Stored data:
○ ○ ○ ○ ○ ○ ○

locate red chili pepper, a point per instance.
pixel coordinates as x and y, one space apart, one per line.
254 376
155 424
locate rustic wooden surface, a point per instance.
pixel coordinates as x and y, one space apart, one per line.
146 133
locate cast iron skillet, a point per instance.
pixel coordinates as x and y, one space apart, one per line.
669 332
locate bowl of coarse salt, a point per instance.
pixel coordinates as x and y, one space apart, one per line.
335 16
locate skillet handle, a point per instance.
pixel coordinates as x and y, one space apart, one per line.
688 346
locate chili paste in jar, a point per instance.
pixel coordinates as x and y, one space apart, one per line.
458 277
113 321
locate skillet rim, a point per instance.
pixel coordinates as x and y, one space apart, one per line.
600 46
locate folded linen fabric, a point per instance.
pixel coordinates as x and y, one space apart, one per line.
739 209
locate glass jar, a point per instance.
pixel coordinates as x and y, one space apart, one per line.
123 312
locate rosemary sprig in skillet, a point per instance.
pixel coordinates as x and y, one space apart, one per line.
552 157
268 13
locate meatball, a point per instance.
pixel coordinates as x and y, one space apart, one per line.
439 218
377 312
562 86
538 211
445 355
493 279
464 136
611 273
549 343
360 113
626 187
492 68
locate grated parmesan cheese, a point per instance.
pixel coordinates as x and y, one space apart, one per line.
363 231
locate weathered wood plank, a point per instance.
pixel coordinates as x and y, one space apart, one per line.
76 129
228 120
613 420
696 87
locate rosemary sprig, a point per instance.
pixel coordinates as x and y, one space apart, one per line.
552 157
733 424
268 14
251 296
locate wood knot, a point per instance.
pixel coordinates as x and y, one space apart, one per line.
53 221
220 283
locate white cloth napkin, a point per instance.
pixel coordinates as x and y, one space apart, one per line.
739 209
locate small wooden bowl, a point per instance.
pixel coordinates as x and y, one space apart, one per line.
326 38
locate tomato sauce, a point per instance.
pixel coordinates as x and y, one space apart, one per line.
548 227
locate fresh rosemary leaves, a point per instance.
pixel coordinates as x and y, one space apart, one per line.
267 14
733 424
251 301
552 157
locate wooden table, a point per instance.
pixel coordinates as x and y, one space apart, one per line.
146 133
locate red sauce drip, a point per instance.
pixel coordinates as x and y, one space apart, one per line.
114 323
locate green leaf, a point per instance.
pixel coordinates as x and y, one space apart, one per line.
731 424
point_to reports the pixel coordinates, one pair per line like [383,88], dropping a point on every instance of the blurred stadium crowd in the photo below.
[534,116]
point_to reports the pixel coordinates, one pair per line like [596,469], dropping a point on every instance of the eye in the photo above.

○ ○ ○ ○ ○ ○ ○

Aim of the task: Reproduce every record above, word for word.

The answer:
locate red chili pepper, a point per instance.
pixel coordinates as x and y, one space apart, one per line.
254 376
155 424
locate rustic wooden surface, a point per instance.
pixel coordinates as x and y, one space apart, one per line.
146 133
locate cast iron skillet, a point per instance.
pixel coordinates as x and y, one space apart, one per line.
669 332
locate bowl of coarse salt, a point per instance.
pixel coordinates as x and y, one space apart, one per line.
335 16
locate skillet handle, a point per instance.
pixel coordinates as x and y, one space apart, one per line.
688 346
locate chili paste in jar, a point per instance.
pixel coordinates as x and y, one space apart, one per line.
458 277
113 321
locate skillet rim, a point per instance.
pixel coordinates as x and y, one space apart, one per line.
600 46
locate folded linen fabric, a point per instance.
pixel coordinates as x and y, one space apart, one per line.
739 209
locate glass jar, a point per instance.
pixel coordinates as x and y, one space apart, one per line.
123 312
locate rosemary sprig in skillet, a point per instance.
pixel coordinates as x and y, one space apart, one per line.
552 157
268 13
locate meatball, a point per instance.
pixel coordinates as x and y, one space apart, one per line.
439 218
377 312
562 86
538 211
445 355
493 279
464 136
611 273
549 343
360 113
626 187
492 68
locate grated parmesan cheese, a point per instance.
pixel coordinates as x and y, one space apart, one per line.
363 231
locate weathered wood plank, a point per instance.
pixel coordinates as x and y, one space apart, one per line.
76 129
228 120
613 420
696 87
locate rosemary sprig, a point per instance.
pixel coordinates as x and y, one space apart, one per line.
552 157
733 424
268 14
251 296
locate wood knot, a point per instance.
pixel coordinates as x and y, one space apart, one per line.
53 221
220 283
locate white cloth napkin, a point per instance.
pixel coordinates as x and y, one space apart, one per line.
739 209
locate small wooden bowl, a point per instance.
pixel coordinates as x and y, one space apart, one per line.
326 38
locate tomato sauce, a point per instance.
pixel coordinates as x and y, one space apart, one per line.
548 227
locate fresh rosemary leaves, a point per instance.
pixel coordinates as x and y, one space apart, one per line.
267 14
733 424
251 301
552 157
locate wooden table, a point per instance.
pixel coordinates as x and y, one space apart, one per line.
146 133
locate red sauce drip, a point per instance.
pixel coordinates as x and y, one space apart, one per line.
114 323
locate green leaf, a point per instance.
pixel coordinates as x and y, one space apart, one per line.
731 424
point_to reports the pixel coordinates, one pair per line like [383,88], dropping a point on every instance of the blurred stadium crowd in the photo below.
[534,116]
point_to reports the pixel coordinates, one pair per line like [596,469], dropping a point on every instance of the eye in the photo above.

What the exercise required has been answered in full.